Constitución según el régimen antiguo


Constitución según el régimen antiguo
Reflexiones aparte.

“Poder único, religión pública y distinciones sociales permanentes, leyes fundamentales de la existencia de las sociedades civiles”, decía en 1796 el Vizconde Louis de Bonald en su Teoría del Poder Político y Religioso. Es la expresión del pensamiento político tradicional europeo anterior a la Gran Revolución. Para de Bonald se trata de una descripción jurídica y política del antiguo orden social anterior a 1789. El resumen conceptual es bastante conciso, pero ofrece varios elementos importantes que habrá que analizar por separado en las líneas que siguen. Se resumen en él principios de orden político, jurídico y teológico que tuvieron una fuerza muy grande y extensa en una atmósfera del pensamiento político premoderno. Debe subrayarse que en la clase de pensamiento del que Vizconde de Bonald es reprsentante, el orden jurídico se sostenía en una concepción metafísica en la que la vida humana y las instituciones sociales adquirían su sentido y su orientación en base a un orden trascendente, que involucraba el sentido mismo de la vida del hombre y la naturaleza, y del que la ciudad era reflejo. Se consideraba que el orden social estaba basado en un orden más allá de toda decisión humana.

Esta particular visión del orden público que venimos de resumir, como ya habrá podido percibir el lector, es abiertamente contraria a los postulados filosóficos que nacen como consecuencia del pensamiento moderno, en particular de la Ilustración del siglo XVIII, cuyo cenit político tuvo lugar justamente en Francia. Su manifestación en el pensamiento social es el racionalismo, que era a su vez dependiente de una imagen mecanicista y científica del orden cósmico y, por lo tanto, del orden social. No en vano fue Francia, la cuna del racionalismo, el lugar social donde acaeció la Gran Revolución. Los principios metafísicos ilustrados son aquellos que terminan por afirmar el republicanismo. La Revolución es el gran paso de la metafísica como ordenadora del mundo humano a su reemplazo por una concepción racionalista ilustrada; es el paso del sistema político religioso al sistema político mecanicista. Con la nueva metafísica aparecen también como su corolario el Estado laico, los derechos individuales y la igualdad como principios básicos en la actual configuración constitucional de los Estados de Derecho.

• Objetivo del ejercicio:
¿Puedes devolver completo el texto de arriba sobre la constitución según el régimen antiguo, sin cambiarle nada?

• Listado:
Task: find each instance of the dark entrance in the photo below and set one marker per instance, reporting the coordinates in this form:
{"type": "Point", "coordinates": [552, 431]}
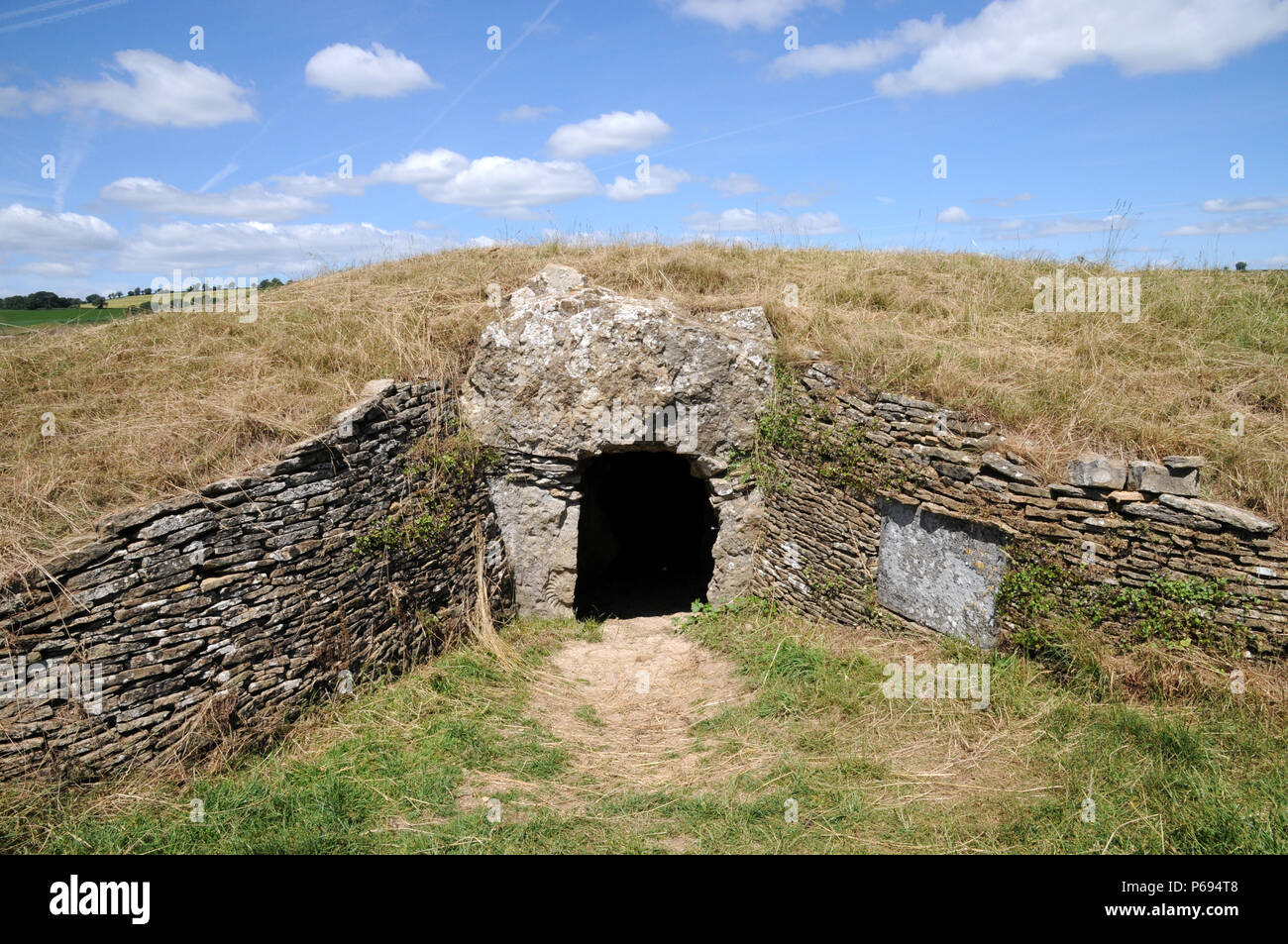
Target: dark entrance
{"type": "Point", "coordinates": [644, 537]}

--

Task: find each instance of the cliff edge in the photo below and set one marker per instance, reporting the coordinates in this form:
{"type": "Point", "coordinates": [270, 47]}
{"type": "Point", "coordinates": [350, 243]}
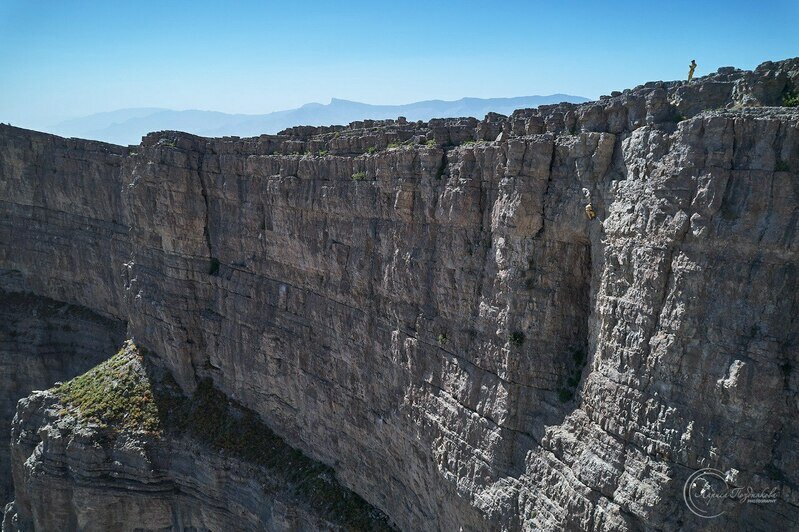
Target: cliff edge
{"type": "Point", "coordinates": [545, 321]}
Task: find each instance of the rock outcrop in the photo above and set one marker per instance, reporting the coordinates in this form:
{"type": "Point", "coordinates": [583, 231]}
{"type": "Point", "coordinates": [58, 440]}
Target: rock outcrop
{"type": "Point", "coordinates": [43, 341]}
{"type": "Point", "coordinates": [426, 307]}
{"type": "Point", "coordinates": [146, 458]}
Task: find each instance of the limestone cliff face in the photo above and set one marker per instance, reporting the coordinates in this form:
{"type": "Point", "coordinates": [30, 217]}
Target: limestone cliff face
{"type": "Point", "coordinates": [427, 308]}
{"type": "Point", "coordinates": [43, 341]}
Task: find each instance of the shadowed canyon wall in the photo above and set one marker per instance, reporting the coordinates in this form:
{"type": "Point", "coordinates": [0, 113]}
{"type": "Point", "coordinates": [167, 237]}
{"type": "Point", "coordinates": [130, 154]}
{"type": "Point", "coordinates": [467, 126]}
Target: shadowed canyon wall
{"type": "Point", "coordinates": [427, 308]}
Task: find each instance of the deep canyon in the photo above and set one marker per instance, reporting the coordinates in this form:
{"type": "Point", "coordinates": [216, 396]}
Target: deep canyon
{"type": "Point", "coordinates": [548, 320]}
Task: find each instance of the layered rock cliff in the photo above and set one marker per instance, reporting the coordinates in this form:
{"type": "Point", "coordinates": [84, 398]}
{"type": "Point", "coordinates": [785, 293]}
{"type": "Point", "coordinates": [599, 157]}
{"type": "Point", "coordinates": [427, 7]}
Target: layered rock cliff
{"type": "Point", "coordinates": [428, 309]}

• Respuesta:
Constitución según el régimen antiguo


Constitución según el régimen antiguo
Reflexiones aparte.

“Poder único, religión pública y distinciones sociales permanentes, leyes fundamentales de la existencia de las sociedades civiles”, decía en 1796 el Vizconde Louis de Bonald en su Teoría del Poder Político y Religioso. Es la expresión del pensamiento político tradicional europeo anterior a la Gran Revolución. Para de Bonald se trata de una descripción jurídica y política del antiguo orden social anterior a 1789. El resumen conceptual es bastante conciso, pero ofrece varios elementos importantes que habrá que analizar por separado en las líneas que siguen. Se resumen en él principios de orden político, jurídico y teológico que tuvieron una fuerza muy grande y extensa en una atmósfera del pensamiento político premoderno. Debe subrayarse que en la clase de pensamiento del que Vizconde de Bonald es reprsentante, el orden jurídico se sostenía en una concepción metafísica en la que la vida humana y las instituciones sociales adquirían su sentido y su orientación en base a un orden trascendente, que involucraba el sentido mismo de la vida del hombre y la naturaleza, y del que la ciudad era reflejo. Se consideraba que el orden social estaba basado en un orden más allá de toda decisión humana.

Esta particular visión del orden público que venimos de resumir, como ya habrá podido percibir el lector, es abiertamente contraria a los postulados filosóficos que nacen como consecuencia del pensamiento moderno, en particular de la Ilustración del siglo XVIII, cuyo cenit político tuvo lugar justamente en Francia. Su manifestación en el pensamiento social es el racionalismo, que era a su vez dependiente de una imagen mecanicista y científica del orden cósmico y, por lo tanto, del orden social. No en vano fue Francia, la cuna del racionalismo, el lugar social donde acaeció la Gran Revolución. Los principios metafísicos ilustrados son aquellos que terminan por afirmar el republicanismo. La Revolución es el gran paso de la metafísica como ordenadora del mundo humano a su reemplazo por una concepción racionalista ilustrada; es el paso del sistema político religioso al sistema político mecanicista. Con la nueva metafísica aparecen también como su corolario el Estado laico, los derechos individuales y la igualdad como principios básicos en la actual configuración constitucional de los Estados de Derecho.